**STATED GOAL 1**
From the quoted passage of the Memorandum of Settlement in the text on the harassment release ruling, list each kind of matter that the Employer and Employee say they wish to resolve.
**STATED GOAL 2**
Copy out the rows starting at the line containing "Target: wet asphalt road" and ending at the last line of the rows, both ends included.

**TEXT SEGMENT**
In light of powerful movements such as #metoo and #timesup, workplace sexual harassment is a top concern for all employers. In a recent decision, the Ontario Superior Court of Justice held that a Full and Final Release signed by the Plaintiff upon the termination of her employment did not prevent her from claiming damages for claims related to sexual harassment by her former Manager.

The Plaintiff was employed with the Defendant, Salvation Army, for about four months. During this time, she was subject to sexual harassment by her Manager (another Defendant in this action). Upon the termination of her employment, the Plaintiff executed a Memorandum of Settlement and a Full and Final Release in exchange for a payment of $10,000.

The Memorandum of Settlement provided that the Plaintiff and the Defendant, Salvation Army, acknowledged the mutual agreement of separation of employment and that the:

..... The Employer and Employee having regard to their respective rights, duties and obligations, have determined that they wish to resolve any and all claims, complaints, actions, disputes etc. between them arising out of the employment relationship or the termination of that employment; ...

Further, the Release signed by the parties stated that the Plaintiff agreed to release any and all claims she has or may have against the Salvation Army which arise out of or which are in any way connected to her employment. Further, it included:

......This release of claims shall include any claims against anyone or any organization in any way associated with The Salvation Army which arise out of or which are in any way related to or connected with my employment or the ending of my employment.;...

[Pointing and labeling entries]
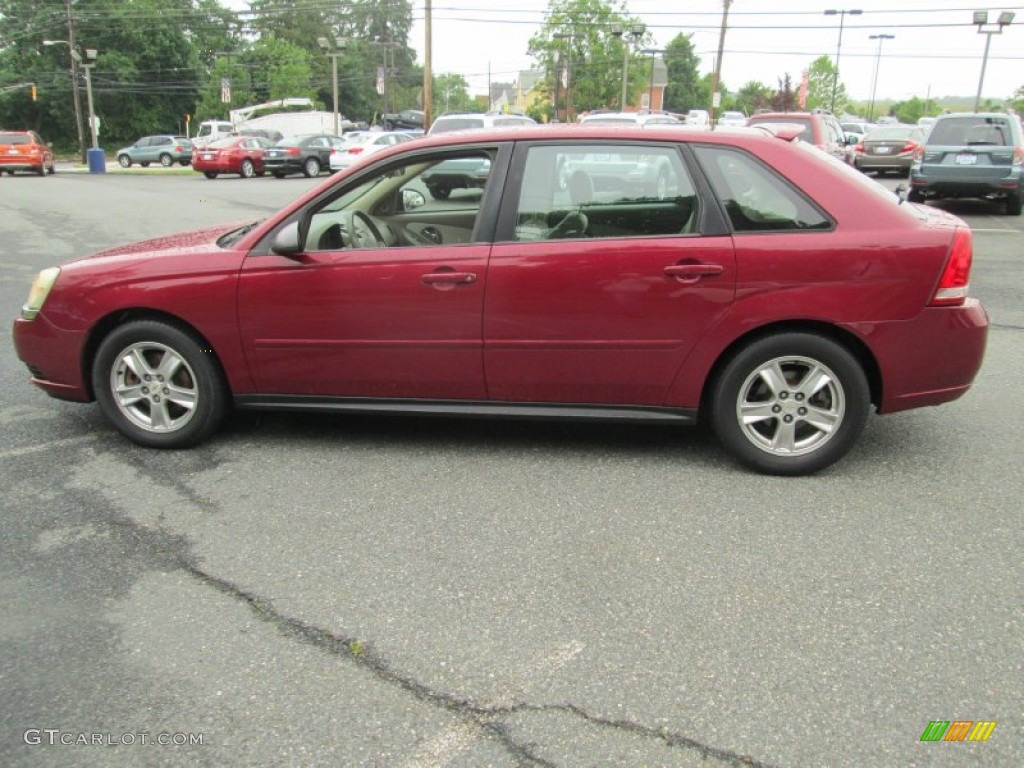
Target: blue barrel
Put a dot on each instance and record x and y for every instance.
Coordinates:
(97, 161)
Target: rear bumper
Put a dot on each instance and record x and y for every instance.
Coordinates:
(960, 185)
(931, 359)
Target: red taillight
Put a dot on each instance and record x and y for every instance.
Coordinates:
(956, 275)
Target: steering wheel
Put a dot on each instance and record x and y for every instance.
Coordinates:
(360, 231)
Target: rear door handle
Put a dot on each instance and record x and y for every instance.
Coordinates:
(692, 271)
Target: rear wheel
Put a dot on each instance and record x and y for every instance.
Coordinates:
(791, 404)
(158, 386)
(1014, 204)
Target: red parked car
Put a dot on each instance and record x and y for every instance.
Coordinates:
(26, 151)
(727, 274)
(241, 155)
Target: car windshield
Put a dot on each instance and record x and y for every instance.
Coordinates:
(806, 135)
(972, 130)
(457, 124)
(892, 132)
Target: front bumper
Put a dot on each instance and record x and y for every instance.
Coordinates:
(53, 356)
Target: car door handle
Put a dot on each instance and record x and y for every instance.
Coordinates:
(449, 279)
(692, 271)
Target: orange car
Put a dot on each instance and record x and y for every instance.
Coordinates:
(25, 151)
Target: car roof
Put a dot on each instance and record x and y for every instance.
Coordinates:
(596, 132)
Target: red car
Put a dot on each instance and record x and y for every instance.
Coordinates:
(726, 274)
(25, 151)
(241, 155)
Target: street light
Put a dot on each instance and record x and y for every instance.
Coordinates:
(568, 75)
(878, 66)
(636, 32)
(839, 48)
(986, 29)
(75, 58)
(339, 49)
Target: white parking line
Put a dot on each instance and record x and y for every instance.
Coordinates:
(46, 446)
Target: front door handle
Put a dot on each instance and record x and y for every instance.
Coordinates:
(692, 272)
(449, 279)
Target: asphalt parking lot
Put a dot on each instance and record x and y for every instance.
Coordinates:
(396, 592)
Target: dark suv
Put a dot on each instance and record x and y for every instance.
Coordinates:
(971, 155)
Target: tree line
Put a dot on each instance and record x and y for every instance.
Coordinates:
(163, 65)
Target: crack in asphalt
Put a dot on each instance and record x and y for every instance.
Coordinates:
(485, 718)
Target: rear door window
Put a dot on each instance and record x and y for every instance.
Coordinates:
(756, 199)
(604, 190)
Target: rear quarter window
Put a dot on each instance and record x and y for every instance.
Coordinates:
(969, 131)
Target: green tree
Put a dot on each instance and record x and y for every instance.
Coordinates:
(578, 38)
(821, 79)
(451, 94)
(784, 99)
(685, 89)
(754, 96)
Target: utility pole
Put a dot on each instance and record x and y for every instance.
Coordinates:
(716, 97)
(74, 78)
(428, 75)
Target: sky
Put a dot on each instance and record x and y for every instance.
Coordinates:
(936, 51)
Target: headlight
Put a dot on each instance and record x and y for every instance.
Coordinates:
(40, 290)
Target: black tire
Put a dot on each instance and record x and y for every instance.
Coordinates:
(811, 394)
(311, 168)
(1014, 204)
(129, 400)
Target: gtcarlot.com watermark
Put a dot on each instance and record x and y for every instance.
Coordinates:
(55, 736)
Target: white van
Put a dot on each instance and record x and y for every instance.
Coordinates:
(211, 130)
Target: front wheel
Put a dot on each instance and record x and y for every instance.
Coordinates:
(158, 385)
(791, 404)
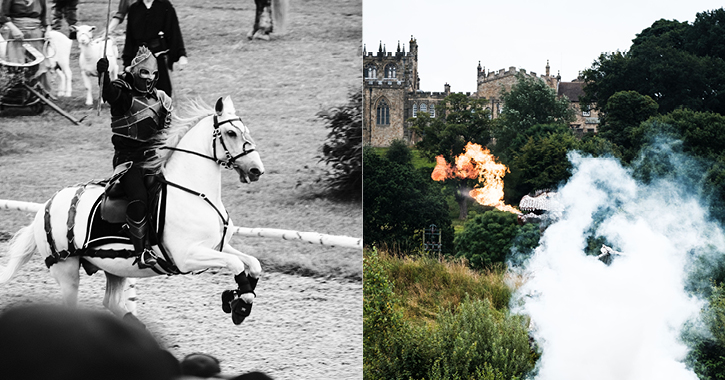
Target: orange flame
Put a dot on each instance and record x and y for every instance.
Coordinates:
(477, 162)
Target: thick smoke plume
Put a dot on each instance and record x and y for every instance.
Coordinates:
(623, 320)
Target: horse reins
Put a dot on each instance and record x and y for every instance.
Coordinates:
(217, 134)
(228, 164)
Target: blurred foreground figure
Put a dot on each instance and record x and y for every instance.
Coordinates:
(60, 343)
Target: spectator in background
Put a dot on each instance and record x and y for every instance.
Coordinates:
(153, 23)
(200, 365)
(67, 9)
(204, 366)
(41, 342)
(120, 14)
(25, 20)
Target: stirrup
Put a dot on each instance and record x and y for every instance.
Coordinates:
(147, 259)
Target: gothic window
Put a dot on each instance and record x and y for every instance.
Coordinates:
(383, 113)
(586, 111)
(390, 71)
(371, 72)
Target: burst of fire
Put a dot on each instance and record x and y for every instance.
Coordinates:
(477, 162)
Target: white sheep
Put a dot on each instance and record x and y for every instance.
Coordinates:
(57, 53)
(91, 52)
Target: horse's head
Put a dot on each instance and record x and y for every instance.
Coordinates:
(235, 142)
(84, 33)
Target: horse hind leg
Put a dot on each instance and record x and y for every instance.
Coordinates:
(115, 301)
(21, 249)
(67, 274)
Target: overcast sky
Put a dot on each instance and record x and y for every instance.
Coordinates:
(454, 35)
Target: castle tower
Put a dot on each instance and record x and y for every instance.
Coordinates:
(388, 78)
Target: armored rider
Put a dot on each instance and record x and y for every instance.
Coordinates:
(139, 113)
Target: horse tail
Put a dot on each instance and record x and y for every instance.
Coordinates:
(22, 246)
(129, 295)
(280, 10)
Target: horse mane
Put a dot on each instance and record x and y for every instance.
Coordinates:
(181, 122)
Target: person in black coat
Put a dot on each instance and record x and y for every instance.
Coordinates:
(154, 24)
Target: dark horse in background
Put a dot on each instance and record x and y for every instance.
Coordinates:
(270, 16)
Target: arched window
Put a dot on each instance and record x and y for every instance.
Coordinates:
(383, 113)
(371, 72)
(390, 71)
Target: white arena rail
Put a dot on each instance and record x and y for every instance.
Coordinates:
(310, 237)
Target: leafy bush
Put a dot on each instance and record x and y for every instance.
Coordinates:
(488, 238)
(343, 148)
(399, 202)
(480, 342)
(428, 285)
(472, 340)
(707, 357)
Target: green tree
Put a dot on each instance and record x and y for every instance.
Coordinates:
(530, 102)
(623, 113)
(343, 149)
(399, 202)
(465, 120)
(488, 238)
(668, 62)
(542, 163)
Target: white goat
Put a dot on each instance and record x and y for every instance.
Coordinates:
(3, 48)
(91, 52)
(57, 53)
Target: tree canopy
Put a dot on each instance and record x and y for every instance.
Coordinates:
(399, 202)
(677, 64)
(530, 102)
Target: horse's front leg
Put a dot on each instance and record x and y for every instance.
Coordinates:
(115, 301)
(237, 302)
(253, 271)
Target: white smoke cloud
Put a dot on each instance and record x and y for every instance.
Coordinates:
(619, 321)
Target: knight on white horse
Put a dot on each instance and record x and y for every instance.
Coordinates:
(82, 225)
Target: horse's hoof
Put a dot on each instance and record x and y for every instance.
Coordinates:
(240, 311)
(227, 298)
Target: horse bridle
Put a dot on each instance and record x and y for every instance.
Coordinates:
(228, 164)
(217, 135)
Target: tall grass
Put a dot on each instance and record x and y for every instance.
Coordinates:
(429, 285)
(429, 318)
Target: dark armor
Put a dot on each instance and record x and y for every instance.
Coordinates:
(143, 121)
(139, 112)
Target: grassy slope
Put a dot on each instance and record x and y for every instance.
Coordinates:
(428, 285)
(277, 86)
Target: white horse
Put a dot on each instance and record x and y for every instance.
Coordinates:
(196, 226)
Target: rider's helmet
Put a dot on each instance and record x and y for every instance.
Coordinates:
(145, 70)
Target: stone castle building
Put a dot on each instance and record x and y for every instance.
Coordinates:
(391, 94)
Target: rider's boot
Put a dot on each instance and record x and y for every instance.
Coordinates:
(236, 306)
(138, 231)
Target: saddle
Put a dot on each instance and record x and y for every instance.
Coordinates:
(114, 201)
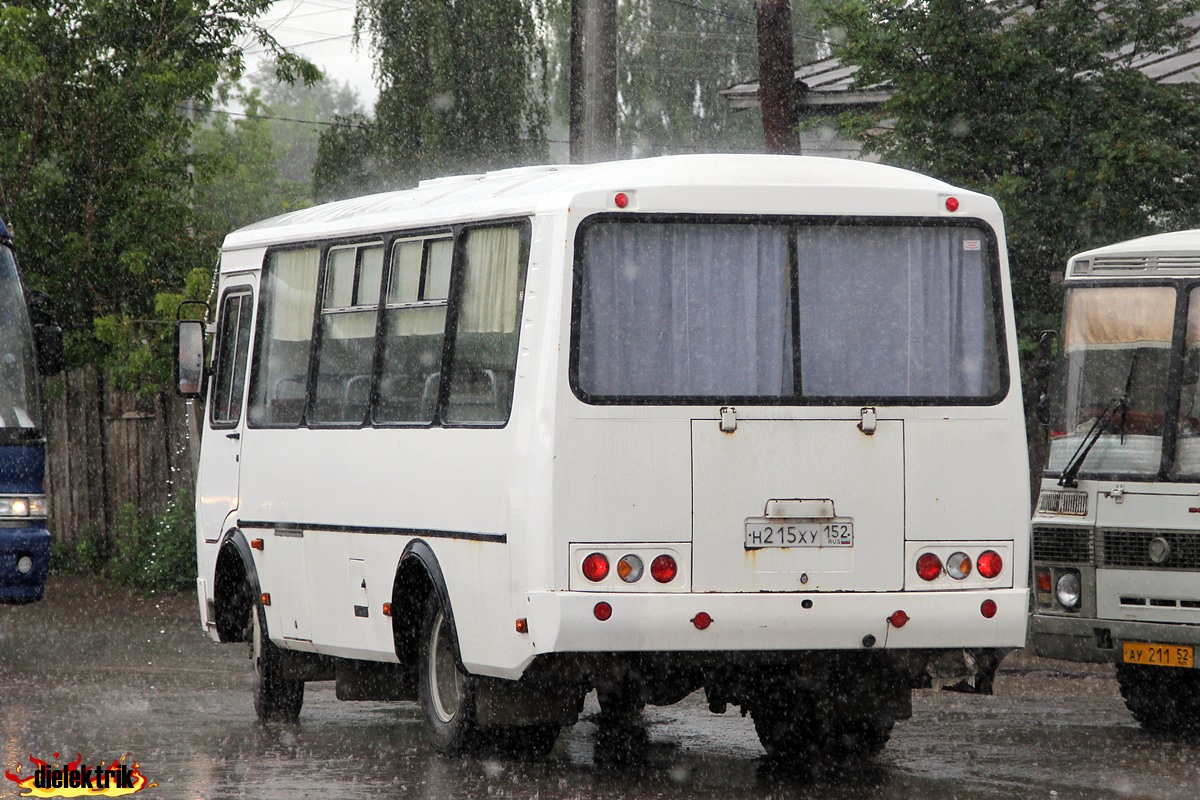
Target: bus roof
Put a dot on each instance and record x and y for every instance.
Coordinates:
(1171, 242)
(747, 184)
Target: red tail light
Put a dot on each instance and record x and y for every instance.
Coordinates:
(989, 564)
(929, 566)
(664, 569)
(595, 567)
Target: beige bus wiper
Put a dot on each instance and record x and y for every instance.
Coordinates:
(1093, 434)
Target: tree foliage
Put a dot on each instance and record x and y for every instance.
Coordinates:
(1041, 106)
(676, 56)
(96, 132)
(460, 86)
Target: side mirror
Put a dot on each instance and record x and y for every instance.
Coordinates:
(1042, 370)
(190, 358)
(48, 343)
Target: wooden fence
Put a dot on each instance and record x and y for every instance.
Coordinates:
(107, 447)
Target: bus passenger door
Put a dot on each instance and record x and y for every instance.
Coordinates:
(220, 469)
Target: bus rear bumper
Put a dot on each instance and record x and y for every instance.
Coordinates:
(1098, 641)
(22, 547)
(567, 621)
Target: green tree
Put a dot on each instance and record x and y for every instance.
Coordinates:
(459, 85)
(1041, 106)
(299, 113)
(96, 131)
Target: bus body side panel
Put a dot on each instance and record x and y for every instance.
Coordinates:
(981, 481)
(324, 537)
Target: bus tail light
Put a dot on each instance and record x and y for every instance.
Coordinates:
(664, 569)
(989, 564)
(595, 567)
(929, 566)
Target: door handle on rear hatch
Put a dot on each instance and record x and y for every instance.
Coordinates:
(869, 421)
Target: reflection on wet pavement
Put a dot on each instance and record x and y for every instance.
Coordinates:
(95, 671)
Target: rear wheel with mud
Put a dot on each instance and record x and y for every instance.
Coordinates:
(276, 698)
(1162, 699)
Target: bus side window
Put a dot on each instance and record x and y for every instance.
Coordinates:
(485, 350)
(281, 368)
(414, 330)
(233, 347)
(346, 349)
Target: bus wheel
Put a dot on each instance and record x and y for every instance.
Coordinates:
(1162, 699)
(445, 692)
(276, 698)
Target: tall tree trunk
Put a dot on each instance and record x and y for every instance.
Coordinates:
(777, 66)
(593, 80)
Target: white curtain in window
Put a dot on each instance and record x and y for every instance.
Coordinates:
(900, 311)
(490, 293)
(293, 293)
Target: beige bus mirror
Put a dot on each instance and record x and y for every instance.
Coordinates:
(190, 358)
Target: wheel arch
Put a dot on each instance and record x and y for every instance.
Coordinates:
(234, 585)
(418, 575)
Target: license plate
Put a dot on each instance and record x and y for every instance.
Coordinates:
(799, 533)
(1158, 655)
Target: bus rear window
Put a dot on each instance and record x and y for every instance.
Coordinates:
(786, 312)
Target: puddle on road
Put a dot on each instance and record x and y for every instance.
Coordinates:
(102, 673)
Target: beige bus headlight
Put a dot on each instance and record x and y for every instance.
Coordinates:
(23, 506)
(1068, 590)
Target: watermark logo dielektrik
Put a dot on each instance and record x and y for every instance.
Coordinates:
(79, 780)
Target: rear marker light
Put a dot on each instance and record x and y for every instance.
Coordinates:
(664, 569)
(1043, 579)
(958, 566)
(629, 569)
(990, 564)
(929, 566)
(595, 567)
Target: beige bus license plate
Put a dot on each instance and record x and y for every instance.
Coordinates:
(1158, 655)
(799, 533)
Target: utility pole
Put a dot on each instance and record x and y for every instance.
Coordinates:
(777, 66)
(593, 113)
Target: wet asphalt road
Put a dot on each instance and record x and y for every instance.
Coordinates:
(95, 671)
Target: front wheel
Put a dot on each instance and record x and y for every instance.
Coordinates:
(1162, 699)
(276, 698)
(447, 693)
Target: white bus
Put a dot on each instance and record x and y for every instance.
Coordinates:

**TASK SOLUTION 1**
claims, complaints, actions, disputes

**TASK SOLUTION 2**
Target: wet asphalt road
Put a dot on each instance and record x and y for every instance.
Coordinates:
(95, 671)
Target: front wheel
Put a dot on each instance and record x and y for every instance.
Coordinates:
(1162, 699)
(276, 698)
(447, 693)
Target: white bus
Put a dot on each instance and record x and y for every instance.
Coordinates:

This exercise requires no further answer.